# TASK INSTRUCTIONS:
Pick out each line in the rows below that contains the word "cloud", and copy those lines in full.

# RECORDED DATA:
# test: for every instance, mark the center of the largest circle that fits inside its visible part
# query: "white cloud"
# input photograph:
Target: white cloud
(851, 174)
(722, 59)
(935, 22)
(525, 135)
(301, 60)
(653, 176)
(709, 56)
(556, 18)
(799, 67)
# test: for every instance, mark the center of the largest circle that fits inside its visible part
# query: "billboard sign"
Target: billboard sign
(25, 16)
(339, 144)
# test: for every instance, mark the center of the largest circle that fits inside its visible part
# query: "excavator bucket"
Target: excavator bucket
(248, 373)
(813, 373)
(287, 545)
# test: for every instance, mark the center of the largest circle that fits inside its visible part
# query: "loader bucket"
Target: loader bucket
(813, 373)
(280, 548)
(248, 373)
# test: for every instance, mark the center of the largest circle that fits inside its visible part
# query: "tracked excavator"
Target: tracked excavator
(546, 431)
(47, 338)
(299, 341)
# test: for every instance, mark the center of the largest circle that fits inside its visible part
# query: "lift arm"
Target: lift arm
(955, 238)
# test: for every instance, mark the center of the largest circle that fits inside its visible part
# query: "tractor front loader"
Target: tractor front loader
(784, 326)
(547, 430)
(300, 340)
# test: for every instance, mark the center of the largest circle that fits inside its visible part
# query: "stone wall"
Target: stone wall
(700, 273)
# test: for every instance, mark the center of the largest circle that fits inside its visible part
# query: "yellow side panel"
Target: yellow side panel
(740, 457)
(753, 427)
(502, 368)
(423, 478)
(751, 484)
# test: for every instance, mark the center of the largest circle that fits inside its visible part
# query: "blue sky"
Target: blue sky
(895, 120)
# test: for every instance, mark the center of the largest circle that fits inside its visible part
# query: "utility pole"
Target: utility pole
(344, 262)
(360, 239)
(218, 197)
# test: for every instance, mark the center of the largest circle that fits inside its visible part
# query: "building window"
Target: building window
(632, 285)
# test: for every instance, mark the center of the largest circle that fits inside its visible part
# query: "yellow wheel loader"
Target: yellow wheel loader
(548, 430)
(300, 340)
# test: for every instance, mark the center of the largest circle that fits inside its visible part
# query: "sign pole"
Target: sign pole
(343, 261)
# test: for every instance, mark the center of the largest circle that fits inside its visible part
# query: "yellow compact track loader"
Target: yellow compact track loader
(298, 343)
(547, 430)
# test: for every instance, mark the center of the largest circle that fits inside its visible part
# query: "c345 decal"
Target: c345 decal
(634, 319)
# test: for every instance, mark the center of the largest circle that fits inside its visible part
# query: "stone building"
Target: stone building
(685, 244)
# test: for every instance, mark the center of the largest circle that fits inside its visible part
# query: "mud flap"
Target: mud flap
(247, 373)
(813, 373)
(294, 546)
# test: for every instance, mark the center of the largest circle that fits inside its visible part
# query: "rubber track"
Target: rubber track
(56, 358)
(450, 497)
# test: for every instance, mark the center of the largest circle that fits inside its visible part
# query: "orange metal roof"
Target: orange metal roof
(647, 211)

# EXPECTED ANSWER:
# query: "white cloud"
Target: white cloud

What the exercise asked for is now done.